**HOW TO COMPLETE THIS TASK**
An exact copy of all the entries is needed, with no images in it.

[EXTRACTED MATERIAL — start]

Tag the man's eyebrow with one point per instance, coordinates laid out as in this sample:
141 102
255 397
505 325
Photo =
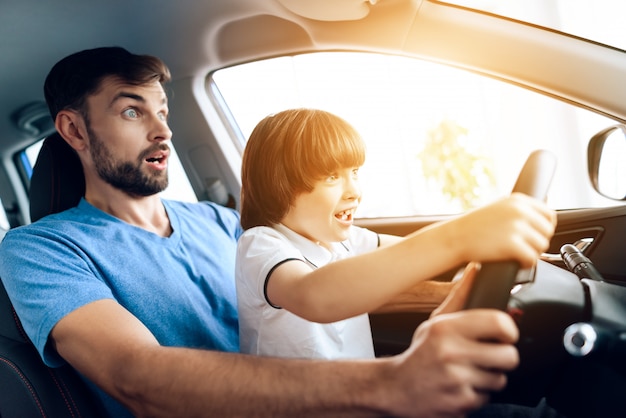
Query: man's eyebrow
137 97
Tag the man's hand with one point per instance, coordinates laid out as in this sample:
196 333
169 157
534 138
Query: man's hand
457 358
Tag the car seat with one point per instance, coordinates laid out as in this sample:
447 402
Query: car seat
28 388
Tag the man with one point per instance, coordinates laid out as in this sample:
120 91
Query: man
137 293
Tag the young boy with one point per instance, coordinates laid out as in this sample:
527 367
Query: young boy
307 277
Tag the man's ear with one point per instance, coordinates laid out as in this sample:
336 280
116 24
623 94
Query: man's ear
70 125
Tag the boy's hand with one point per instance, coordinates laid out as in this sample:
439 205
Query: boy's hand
517 227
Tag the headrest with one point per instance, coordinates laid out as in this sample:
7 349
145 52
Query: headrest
57 182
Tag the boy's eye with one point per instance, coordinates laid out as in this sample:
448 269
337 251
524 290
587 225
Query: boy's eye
131 113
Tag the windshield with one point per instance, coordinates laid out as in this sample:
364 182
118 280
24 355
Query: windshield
599 21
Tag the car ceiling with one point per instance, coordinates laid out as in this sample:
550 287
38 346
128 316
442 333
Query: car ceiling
196 36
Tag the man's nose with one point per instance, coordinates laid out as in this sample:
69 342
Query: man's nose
160 130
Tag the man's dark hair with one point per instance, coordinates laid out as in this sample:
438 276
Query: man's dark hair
79 75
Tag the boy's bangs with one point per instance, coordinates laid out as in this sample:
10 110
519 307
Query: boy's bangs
334 151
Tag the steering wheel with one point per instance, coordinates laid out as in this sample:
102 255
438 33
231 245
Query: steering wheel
493 283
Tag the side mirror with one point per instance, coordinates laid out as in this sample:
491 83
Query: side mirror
606 162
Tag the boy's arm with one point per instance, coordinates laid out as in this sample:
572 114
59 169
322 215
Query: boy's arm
515 228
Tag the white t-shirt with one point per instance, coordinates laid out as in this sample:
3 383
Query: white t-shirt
272 331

[EXTRACTED MATERIAL — finish]

**ANSWER TO THIS PROBLEM**
Tag the man's eyebrow with one point per instance, coordinates laid out as in this sample:
141 102
255 397
505 325
Photo =
Query: man's eyebrow
137 97
Tag the man's hand with one point per instance, coordinates laid out as in this sample:
196 333
169 157
534 138
Query: man's hand
457 358
Tag the car seat with one point per instance, coordinates laid out as in this sample:
447 402
Query: car seat
28 388
Tag the man with one point per instance, coordinates laid out as in this sample:
120 91
Query: man
137 293
Tag the young boy with one point per instance, coordinates laid out as in this sample:
527 367
Query: young boy
307 277
Tag the man's ear with one point per instance, coordinates laid out as in this sample:
336 280
116 24
623 94
Query: man's ear
70 125
Tag the boy's hand with one point per instance, coordinates laid out as in this sample:
439 205
Query: boy's hand
517 227
Tag the headrest with one point per instance, coordinates laid out as in this sample:
7 349
145 52
Query: headrest
57 182
Tag the boy's eye with one point per instance, coordinates laid out as in this sample:
448 269
337 251
524 290
587 225
Query: boy's eye
131 113
Tag the windshield with one point per instance, coordinates laid out as in this sample:
364 182
118 280
24 355
Query: windshield
599 21
Tag the car ceiling with one point per instance, coordinates laid out as in this sample:
550 287
38 346
128 316
442 333
Query: car ceiling
196 36
Tag the man's nose with one point per instance, coordinates laid out as in this sample:
69 342
Query: man's nose
160 130
Tag the man's dark hair with one point per instance, coordinates laid out as in this sample:
438 276
Query: man's dark hair
79 75
Tag the boy's bangs with one point per instance, coordinates laid out as in this sample:
10 110
519 307
Query: boy's bangs
334 151
Tag the steering wheel with one point per instance, coordinates laid out as in this sample:
102 255
438 33
231 245
Query: steering wheel
493 283
Tag the side mirror with one point per instance, coordinates laid out as in this sample:
491 83
Query: side mirror
606 162
Tag the boy's arm with one point per instance, coordinates laid out as in this sample:
572 114
59 169
322 215
Query: boy's arm
515 228
Tag the white t-shirt with one point per instance, coordinates laid out as in this sample:
3 383
Query: white t-shirt
272 331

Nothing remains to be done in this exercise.